| 課題の指示 |
下の建築基準法の記事のうち、「そこで、建築基準法では、様々」で始まり「引用:建築基準法(e-gov)」で終わる部分を、一字も変えずにもう一度書き出すこと。

| ページ |
こんにちは、トシゾーです。
今回は、建築基準法の概要、および建築確認に関する記事です。
私達は日々、自宅で過ごし、会社や学校などに通学・通勤します。その他にも、デパートやスーパー・劇場などで買い物・観劇をするなど、私達の生活と建築物は密接な関係にあります。
このような建築物が壊れやすかったり、火事で燃えやすかったりすると困りますよね。
そこで、建築基準法では、様々な建築物に求められる最低限の基準が定められているのです。
そう考えると、建築基準法は、宅建士が持つべき重要な知識であることも理解できますよね。
一方で、建築基準法は範囲が広く、暗記すべき数値も多いことから、多くの宅建受験生が苦手としている科目でもあります。
この記事では、できるだけ分かりやすく建築基準法の概要、および建築確認について説明していきますので、全体像だけでも理解して、まずは苦手意識を取り払って欲しいと思います。
建築基準法の概要
建築基準法の目的
建築基準法の第一条に、以下のように目的が記載されています。
この法律は、建築物の敷地、構造、設備及び用途に関する最低の基準を定めて、国民の生命、健康及び財産の保護を図り、もつて公共の福祉の増進に資することを目的とする。
引用:建築基準法(e-gov)
建築基準法の出題数
宅建試験において、建築基準法は例年2問出題されます。
建築基準法の勉強のポイント
前述のとおり、出題範囲が広く、暗記項目が多い科目であり、多くの受験生が苦手としています。
まずは頻出の「集団規定」を中心にテキストを1周し、早い段階で過去問にあたりましょう。

| データ抜粋 |
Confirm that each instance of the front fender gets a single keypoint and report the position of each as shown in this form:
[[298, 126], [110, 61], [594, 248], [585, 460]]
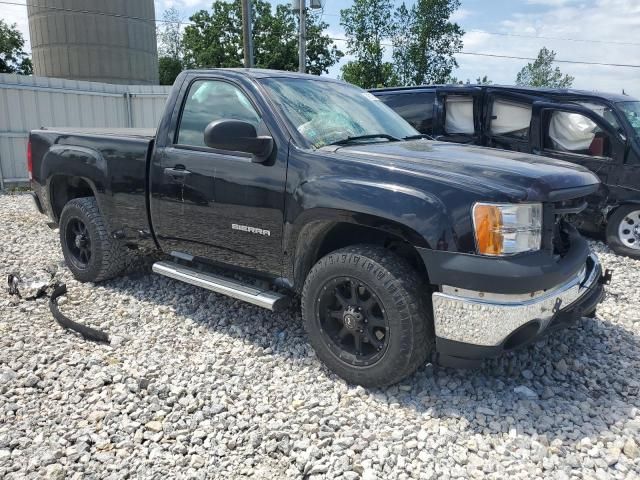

| 解答 |
そこで、建築基準法では、様々な建築物に求められる最低限の基準が定められているのです。
そう考えると、建築基準法は、宅建士が持つべき重要な知識であることも理解できますよね。
一方で、建築基準法は範囲が広く、暗記すべき数値も多いことから、多くの宅建受験生が苦手としている科目でもあります。
この記事では、できるだけ分かりやすく建築基準法の概要、および建築確認について説明していきますので、全体像だけでも理解して、まずは苦手意識を取り払って欲しいと思います。
建築基準法の概要
建築基準法の目的
建築基準法の第一条に、以下のように目的が記載されています。
この法律は、建築物の敷地、構造、設備及び用途に関する最低の基準を定めて、国民の生命、健康及び財産の保護を図り、もつて公共の福祉の増進に資することを目的とする。
引用:建築基準法(e-gov)